## EXERCISE PROMPT
What you write should be an exact copy of the material, from its first line through the line containing "Locate the harbor".

## DATA SHOWN
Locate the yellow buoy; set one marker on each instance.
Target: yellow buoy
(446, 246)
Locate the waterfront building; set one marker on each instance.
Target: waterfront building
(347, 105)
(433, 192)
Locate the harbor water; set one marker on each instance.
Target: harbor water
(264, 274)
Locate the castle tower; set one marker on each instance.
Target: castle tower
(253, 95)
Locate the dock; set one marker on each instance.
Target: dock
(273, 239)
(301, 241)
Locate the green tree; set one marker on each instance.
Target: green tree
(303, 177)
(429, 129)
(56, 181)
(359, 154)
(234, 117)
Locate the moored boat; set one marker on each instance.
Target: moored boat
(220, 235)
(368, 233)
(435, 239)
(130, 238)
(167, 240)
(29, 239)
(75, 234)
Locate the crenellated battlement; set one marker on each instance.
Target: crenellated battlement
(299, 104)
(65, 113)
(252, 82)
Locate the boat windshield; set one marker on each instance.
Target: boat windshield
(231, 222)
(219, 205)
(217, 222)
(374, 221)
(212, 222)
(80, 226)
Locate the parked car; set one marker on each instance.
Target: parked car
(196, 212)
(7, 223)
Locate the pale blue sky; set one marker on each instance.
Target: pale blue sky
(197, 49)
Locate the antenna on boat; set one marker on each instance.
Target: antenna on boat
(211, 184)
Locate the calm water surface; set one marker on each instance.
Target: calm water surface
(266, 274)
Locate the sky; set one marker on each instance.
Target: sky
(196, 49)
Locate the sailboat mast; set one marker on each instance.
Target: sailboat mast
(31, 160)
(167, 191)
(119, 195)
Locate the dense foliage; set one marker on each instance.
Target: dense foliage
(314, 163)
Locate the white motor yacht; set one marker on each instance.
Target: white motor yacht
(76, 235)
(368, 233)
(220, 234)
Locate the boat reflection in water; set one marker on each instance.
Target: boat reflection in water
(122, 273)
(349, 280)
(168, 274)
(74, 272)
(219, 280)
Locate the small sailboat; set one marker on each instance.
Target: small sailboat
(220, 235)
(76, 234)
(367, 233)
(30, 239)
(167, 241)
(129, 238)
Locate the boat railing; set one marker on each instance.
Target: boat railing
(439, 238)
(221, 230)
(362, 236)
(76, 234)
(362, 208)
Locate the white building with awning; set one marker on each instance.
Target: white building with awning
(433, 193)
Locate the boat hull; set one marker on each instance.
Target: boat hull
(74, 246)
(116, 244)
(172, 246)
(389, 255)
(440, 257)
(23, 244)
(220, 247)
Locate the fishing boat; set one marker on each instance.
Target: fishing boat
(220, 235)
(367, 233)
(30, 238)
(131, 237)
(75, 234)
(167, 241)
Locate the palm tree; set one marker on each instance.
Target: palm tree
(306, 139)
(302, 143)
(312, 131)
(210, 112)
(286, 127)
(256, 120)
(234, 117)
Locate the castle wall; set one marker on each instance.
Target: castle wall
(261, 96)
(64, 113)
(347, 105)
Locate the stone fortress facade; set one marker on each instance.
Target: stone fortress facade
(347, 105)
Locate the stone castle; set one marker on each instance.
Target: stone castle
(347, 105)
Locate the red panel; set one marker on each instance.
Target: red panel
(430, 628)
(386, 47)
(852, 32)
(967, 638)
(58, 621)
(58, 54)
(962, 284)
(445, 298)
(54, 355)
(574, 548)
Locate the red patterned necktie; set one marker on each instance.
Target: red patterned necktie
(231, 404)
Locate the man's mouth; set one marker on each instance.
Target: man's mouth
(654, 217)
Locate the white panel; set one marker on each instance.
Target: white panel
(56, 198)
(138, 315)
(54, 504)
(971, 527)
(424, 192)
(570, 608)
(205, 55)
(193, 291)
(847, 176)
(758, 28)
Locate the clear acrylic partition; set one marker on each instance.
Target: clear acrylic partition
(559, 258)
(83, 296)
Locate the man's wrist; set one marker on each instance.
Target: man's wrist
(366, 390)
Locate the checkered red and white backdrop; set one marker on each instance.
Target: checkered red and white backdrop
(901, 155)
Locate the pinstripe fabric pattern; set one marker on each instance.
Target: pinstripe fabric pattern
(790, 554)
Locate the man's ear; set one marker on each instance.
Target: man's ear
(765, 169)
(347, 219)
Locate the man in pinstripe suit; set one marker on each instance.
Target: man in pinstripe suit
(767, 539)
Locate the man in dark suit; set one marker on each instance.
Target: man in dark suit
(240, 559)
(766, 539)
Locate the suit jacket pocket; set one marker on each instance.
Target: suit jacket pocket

## SOLUTION
Locate the yellow buoy; set one marker on each instance.
Target: yellow buoy
(446, 246)
Locate the waterfront building; set one marker on each instance.
Target: waterfront building
(347, 105)
(433, 192)
Locate the harbor water; set one marker on each instance.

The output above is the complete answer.